• _SELECTED EXTRACT_:
◇ ◇ ◇

Re: Conflict detection for update_deleted in logical replication - Mailing list pgsql-hackers

From shveta malik
Subject Re: Conflict detection for update_deleted in logical replication
Date
Msg-id CAJpy0uBsWZhEZziLg2PpmVKegOcWfie4gXU3nW2cfCj7cs2t_g@mail.gmail.com
Whole thread Raw
In response to RE: Conflict detection for update_deleted in logical replication  ("Zhijie Hou (Fujitsu)" <houzj.fnst@fujitsu.com>)
Responses Re: Conflict detection for update_deleted in logical replication
List pgsql-hackers
On Fri, Aug 1, 2025 at 9:16 PM Zhijie Hou (Fujitsu)
<houzj.fnst@fujitsu.com> wrote:
>
>
> Thanks for confirming. Here is V56 patch set which addressed all the
> comments including the comments from Amit[1] and Shveta[2].
>
> I have merged V55-0002 into 0001 and updated the list of author
> and reviewers based on my knowledge.
>

Thank You Hou-San for the patches. Please find a few initial comments on 002:


1)
src/sgml/system-views.sgml:
+         <para>
+          <literal>conflict_retention_exceeds_max_duration</literal> means that
+          the duration for retaining conflict information, which is used
+          in logical replication conflict detection, has exceeded the maximum
+          allowable limit. It is set only for the slot
+          <literal>pg_conflict_detection</literal>, which is created when
+          <link
linkend="sql-createsubscription-params-with-retain-dead-tuples"><literal>retain_dead_tuples</literal></link>
+          is enabled.
+         </para>

We can mention 'max_conflict_retention_duration' here i.e:
...has exceeded the maximum allowable limit of max_conflict_retention_duration.


2)
Shall we rename 'conflict_retention_exceeds_max_duration' as
'conflict_info_retention_exceeds_limit'? It is better to incorporate
'info' keyword, but then
'conflict_info_retention_exceeds_max_duration' becomes too long and
thus I suggest 'conflict_info_retention_exceeds_limit'. Thoughts?

◇ ◇ ◇

• _EXCERPTED DATA_:

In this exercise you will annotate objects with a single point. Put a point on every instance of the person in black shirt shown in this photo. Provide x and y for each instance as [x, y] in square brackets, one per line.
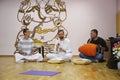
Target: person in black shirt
[101, 47]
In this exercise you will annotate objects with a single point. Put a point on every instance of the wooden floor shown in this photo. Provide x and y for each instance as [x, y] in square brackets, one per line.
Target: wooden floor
[9, 70]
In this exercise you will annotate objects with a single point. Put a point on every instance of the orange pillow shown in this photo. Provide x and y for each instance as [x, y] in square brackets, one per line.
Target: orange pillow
[88, 49]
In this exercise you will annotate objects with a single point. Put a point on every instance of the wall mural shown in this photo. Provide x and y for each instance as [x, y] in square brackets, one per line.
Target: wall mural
[43, 18]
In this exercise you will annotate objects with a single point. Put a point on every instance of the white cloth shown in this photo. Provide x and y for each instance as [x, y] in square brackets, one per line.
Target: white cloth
[19, 56]
[65, 44]
[27, 45]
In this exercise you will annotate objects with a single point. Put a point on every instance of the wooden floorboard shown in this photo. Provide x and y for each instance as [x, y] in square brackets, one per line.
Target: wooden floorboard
[9, 70]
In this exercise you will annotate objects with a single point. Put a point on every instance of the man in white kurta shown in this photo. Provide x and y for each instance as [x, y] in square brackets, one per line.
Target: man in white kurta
[26, 49]
[62, 48]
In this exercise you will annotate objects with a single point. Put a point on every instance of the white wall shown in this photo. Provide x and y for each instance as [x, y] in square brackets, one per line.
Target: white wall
[83, 15]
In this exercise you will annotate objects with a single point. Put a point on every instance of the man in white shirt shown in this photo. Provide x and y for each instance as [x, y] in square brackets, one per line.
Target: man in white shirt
[62, 48]
[26, 49]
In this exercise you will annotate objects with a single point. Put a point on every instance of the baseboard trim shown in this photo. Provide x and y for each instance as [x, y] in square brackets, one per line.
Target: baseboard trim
[13, 55]
[6, 55]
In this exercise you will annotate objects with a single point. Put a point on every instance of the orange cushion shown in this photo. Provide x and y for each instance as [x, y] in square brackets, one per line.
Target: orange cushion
[88, 49]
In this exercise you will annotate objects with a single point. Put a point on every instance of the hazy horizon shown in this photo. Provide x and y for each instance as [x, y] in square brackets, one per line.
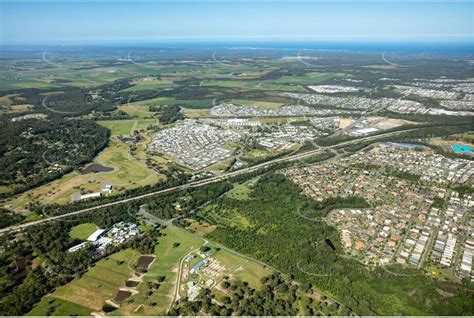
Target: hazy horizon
[200, 22]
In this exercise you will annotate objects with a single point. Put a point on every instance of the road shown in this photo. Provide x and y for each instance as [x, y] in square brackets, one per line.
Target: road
[206, 241]
[200, 183]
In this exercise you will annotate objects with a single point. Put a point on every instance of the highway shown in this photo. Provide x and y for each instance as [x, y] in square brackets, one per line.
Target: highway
[200, 183]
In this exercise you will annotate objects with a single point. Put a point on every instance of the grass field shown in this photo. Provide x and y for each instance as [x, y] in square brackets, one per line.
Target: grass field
[257, 85]
[137, 110]
[89, 293]
[82, 231]
[166, 264]
[150, 83]
[118, 127]
[256, 103]
[190, 103]
[51, 306]
[308, 79]
[129, 173]
[239, 268]
[190, 112]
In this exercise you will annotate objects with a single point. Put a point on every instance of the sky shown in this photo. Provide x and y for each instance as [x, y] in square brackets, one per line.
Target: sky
[63, 22]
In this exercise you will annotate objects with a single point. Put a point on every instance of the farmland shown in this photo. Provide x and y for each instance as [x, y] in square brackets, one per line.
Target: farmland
[82, 231]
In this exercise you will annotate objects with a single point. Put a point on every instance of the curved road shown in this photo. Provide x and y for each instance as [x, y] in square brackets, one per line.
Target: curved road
[206, 181]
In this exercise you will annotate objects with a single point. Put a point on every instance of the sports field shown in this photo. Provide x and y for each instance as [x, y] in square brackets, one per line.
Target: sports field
[82, 231]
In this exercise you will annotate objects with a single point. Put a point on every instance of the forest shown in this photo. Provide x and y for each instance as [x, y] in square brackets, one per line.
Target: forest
[280, 237]
[278, 296]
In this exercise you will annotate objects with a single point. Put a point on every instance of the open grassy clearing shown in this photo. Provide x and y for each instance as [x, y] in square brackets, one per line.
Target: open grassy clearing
[7, 105]
[82, 231]
[129, 173]
[257, 85]
[308, 79]
[229, 217]
[239, 268]
[190, 103]
[118, 127]
[51, 306]
[200, 228]
[149, 83]
[257, 103]
[190, 112]
[68, 73]
[168, 258]
[89, 293]
[137, 110]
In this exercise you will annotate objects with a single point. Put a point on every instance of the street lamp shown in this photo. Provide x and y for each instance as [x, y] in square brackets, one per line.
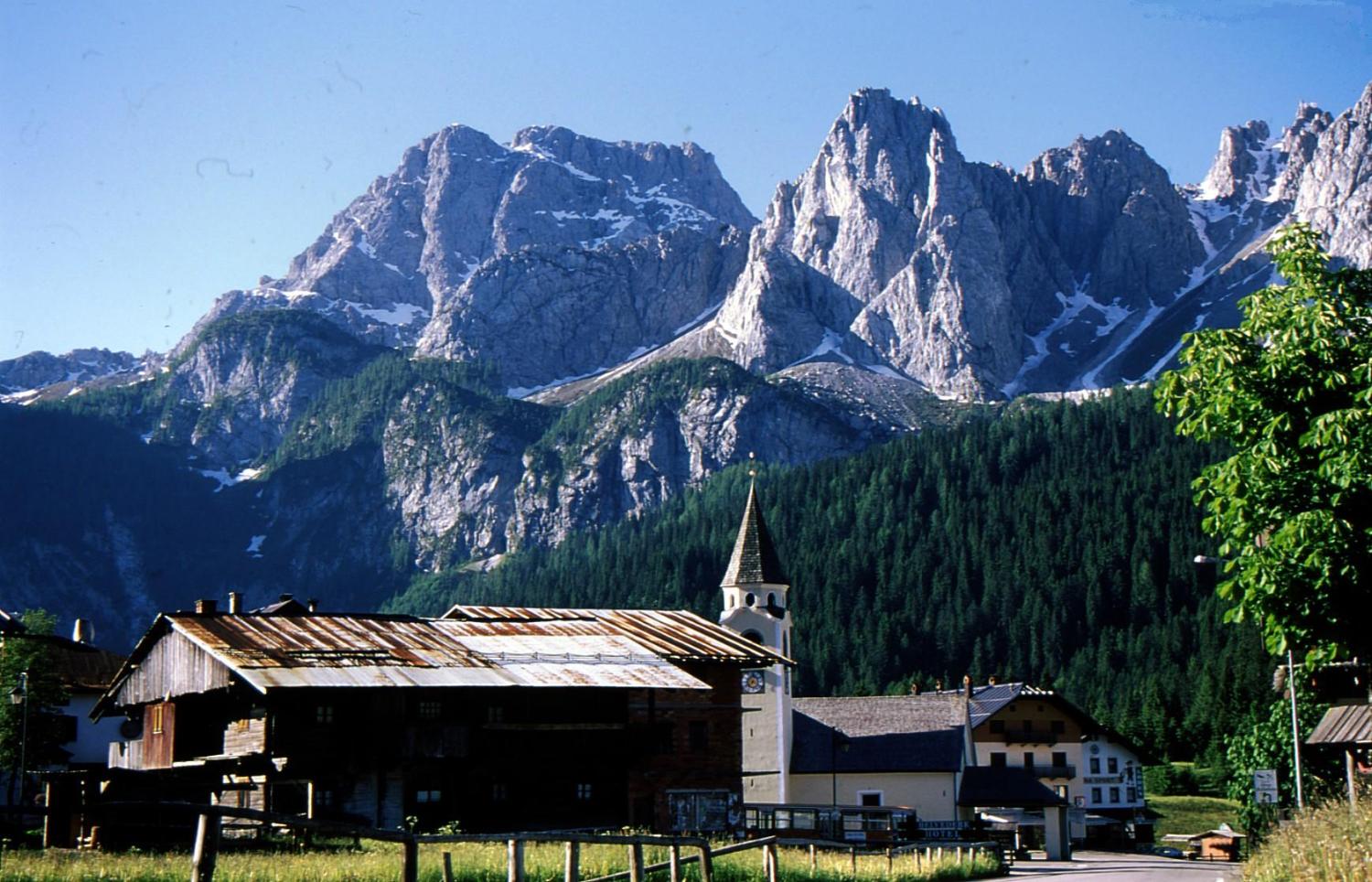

◇ ◇ ◇

• _TASK STATEMENT_: In the mailing-list reply above, condense the paragraph beginning "Shall we rename" into a short bulleted list that keeps its main points.

• _THE RESULT_:
- Proposes renaming 'conflict_retention_exceeds_max_duration' to 'conflict_info_retention_exceeds_limit'.
- Adding the word 'info' to the name is preferred.
- 'conflict_info_retention_exceeds_max_duration' would be too long, so the shorter 'conflict_info_retention_exceeds_limit' is suggested.
- Invites others' thoughts on the change.